═══ Data to process ═══

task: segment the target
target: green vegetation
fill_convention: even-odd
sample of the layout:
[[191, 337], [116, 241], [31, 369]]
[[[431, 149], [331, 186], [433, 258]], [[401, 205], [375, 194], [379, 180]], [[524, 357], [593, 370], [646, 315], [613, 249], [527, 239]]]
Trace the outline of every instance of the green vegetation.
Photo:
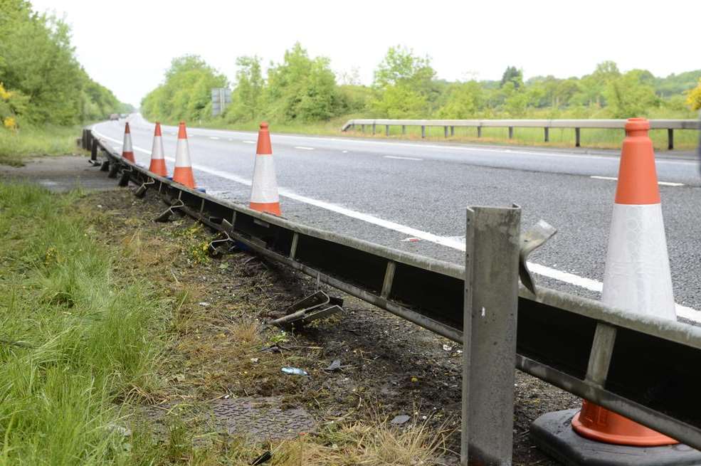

═══

Problem statement
Change every "green vegetation" in the lines above to "tree canopy" and give the lines again with nothing else altered. Leave the picture out.

Answer for the task
task: segment the target
target: tree canopy
fill_convention: even-odd
sample of the layout:
[[191, 337], [116, 241], [31, 369]]
[[[431, 149], [331, 186], [433, 258]], [[401, 205], [375, 194], [379, 180]], [[524, 357], [593, 370], [646, 315], [613, 249], [527, 239]]]
Trace the outline of every instance of the tree canopy.
Photo:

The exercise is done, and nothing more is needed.